### Consigne
Recopiez à l'identique l'ensemble des enregistrements ci-dessous, ligne par ligne.

Entrées d'annotation de régions
=====
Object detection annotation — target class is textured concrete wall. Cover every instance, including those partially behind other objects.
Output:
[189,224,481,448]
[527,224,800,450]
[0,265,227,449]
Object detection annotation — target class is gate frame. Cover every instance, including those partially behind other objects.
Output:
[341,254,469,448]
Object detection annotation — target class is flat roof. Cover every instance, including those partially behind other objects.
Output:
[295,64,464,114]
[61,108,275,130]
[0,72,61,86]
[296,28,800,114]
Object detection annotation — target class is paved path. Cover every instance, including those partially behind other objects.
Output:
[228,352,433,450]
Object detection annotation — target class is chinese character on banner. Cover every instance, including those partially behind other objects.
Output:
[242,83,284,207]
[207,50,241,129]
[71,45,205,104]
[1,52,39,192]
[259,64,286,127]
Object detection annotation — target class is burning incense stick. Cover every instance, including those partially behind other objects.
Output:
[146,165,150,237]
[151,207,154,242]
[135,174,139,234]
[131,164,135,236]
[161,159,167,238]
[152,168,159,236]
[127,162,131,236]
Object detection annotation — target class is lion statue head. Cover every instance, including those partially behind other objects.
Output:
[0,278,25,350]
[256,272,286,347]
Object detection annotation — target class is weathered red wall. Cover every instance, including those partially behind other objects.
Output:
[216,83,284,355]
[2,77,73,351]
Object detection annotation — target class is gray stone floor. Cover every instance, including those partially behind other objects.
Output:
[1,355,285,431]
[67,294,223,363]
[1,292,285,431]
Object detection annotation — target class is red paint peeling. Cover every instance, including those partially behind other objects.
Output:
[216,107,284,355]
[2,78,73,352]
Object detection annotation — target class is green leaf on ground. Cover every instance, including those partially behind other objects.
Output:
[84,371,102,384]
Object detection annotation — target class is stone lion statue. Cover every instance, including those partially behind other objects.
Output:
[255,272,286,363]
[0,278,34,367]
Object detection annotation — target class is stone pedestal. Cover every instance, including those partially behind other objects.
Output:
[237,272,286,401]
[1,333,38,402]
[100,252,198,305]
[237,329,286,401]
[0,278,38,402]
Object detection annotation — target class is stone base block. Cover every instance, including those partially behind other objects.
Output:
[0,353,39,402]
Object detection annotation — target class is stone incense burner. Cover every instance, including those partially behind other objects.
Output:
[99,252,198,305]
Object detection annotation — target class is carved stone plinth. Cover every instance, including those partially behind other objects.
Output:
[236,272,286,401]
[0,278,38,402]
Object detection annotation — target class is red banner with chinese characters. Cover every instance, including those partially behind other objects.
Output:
=====
### Réponse
Object detection annotation — target class is textured concrete wall. Cover every instance, including those partially behind other objects.
Output:
[189,224,481,448]
[527,224,800,450]
[0,265,227,449]
Object detection annotation — target class is gate frame. Cover every instance, including those partially behind other objects.
Output:
[341,254,469,448]
Object detection annotation — target class is flat roof. Cover every instance, including those partially behind other objects.
Output:
[295,64,464,114]
[61,108,275,130]
[0,72,61,86]
[296,28,800,114]
Object detection annotation — target class is paved path. Cover every instance, including those partially behind other objects.
Output:
[228,352,433,450]
Object detection annotation — target class is chinese character on banner. Cover every instance, including those partially behind other objects.
Output:
[242,83,284,207]
[207,50,241,129]
[71,45,205,104]
[1,52,39,192]
[259,64,286,127]
Object detection annotation — target class is burning incense stick. Cover every instance, including those partially behind other objects.
Output:
[146,165,150,237]
[151,207,154,242]
[135,174,139,234]
[131,164,135,236]
[161,159,167,238]
[152,168,159,236]
[127,162,131,236]
Object detection annotation — target class is lion statue head. Cover every instance, including those partially behind other objects.
Output:
[0,278,25,350]
[256,272,286,347]
Object detection annotation — target class is weathered red wall. Cover every instance, including those partially behind other objects.
Output:
[216,83,284,355]
[2,77,73,351]
Object detection annotation — target class is gray stone floor. Cover every instance, including those partially behind other objects.
Output:
[1,355,285,431]
[67,294,223,363]
[1,292,285,431]
Object detection annotation — target class is red paint peeling. Cover every instance, including those partially behind other objects.
Output:
[216,107,284,355]
[2,78,73,352]
Object detection annotation — target class is green leaf on ground. Cover every instance, including those partially behind other objects.
Output:
[84,371,102,384]
Object detection annotation — target class is stone lion statue. Cover every instance, including those partially behind other objects.
Output:
[255,272,286,363]
[0,278,34,367]
Object detection annotation — target class is stone pedestal. Cover every instance, including those partially behind other objects.
Output:
[237,272,286,401]
[1,333,38,402]
[100,252,198,305]
[237,329,286,401]
[0,278,38,402]
Object detection annotation — target class is stone base block. Cover every instance, including those partially behind other objects.
Output:
[0,353,39,402]
Object detection annotation — target class is stone incense burner. Cover every instance, including those partially behind other objects.
Output:
[99,252,198,305]
Object detection annotation — target class is carved stone plinth. Cover every instance, including those partially behind other objects.
Output:
[236,272,286,401]
[0,278,38,402]
Object detection annotation — target class is red banner with chinese characters. Cover every instance, including those partially behind other objects.
Output:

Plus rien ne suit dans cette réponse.